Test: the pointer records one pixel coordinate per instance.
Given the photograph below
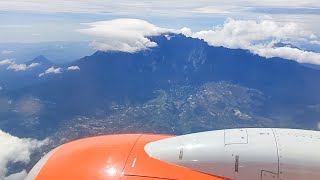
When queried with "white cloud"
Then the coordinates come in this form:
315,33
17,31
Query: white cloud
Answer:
51,70
259,37
5,52
147,7
6,62
126,35
73,68
13,150
22,67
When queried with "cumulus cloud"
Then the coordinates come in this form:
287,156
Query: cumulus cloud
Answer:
73,68
5,52
260,36
12,65
22,67
51,70
13,150
6,62
126,35
257,36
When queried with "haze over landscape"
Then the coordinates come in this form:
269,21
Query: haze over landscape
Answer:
74,69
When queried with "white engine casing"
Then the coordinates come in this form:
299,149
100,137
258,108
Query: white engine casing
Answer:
245,154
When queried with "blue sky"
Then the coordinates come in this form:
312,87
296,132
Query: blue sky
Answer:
44,20
125,25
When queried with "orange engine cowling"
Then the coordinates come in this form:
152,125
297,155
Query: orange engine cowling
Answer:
110,157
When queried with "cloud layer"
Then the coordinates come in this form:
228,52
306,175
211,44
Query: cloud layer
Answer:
164,7
258,36
13,150
17,67
126,35
51,70
73,68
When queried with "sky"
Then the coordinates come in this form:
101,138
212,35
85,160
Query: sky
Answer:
124,25
46,20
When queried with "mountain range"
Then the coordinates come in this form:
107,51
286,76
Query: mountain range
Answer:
183,85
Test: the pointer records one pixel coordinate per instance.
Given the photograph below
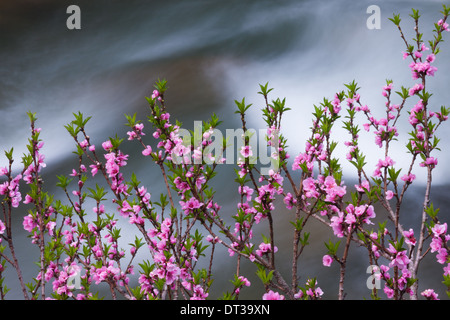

■ **O QUE FAZER**:
Extraia do material acima cada linha que contenha a sequência "casing" e copie-a inteira, sem alterações. Maiúsculas e minúsculas devem ser diferenciadas.

■ **RESULTADO DO EXERCÍCIO**:
When queried with "white engine casing"
Query: white engine casing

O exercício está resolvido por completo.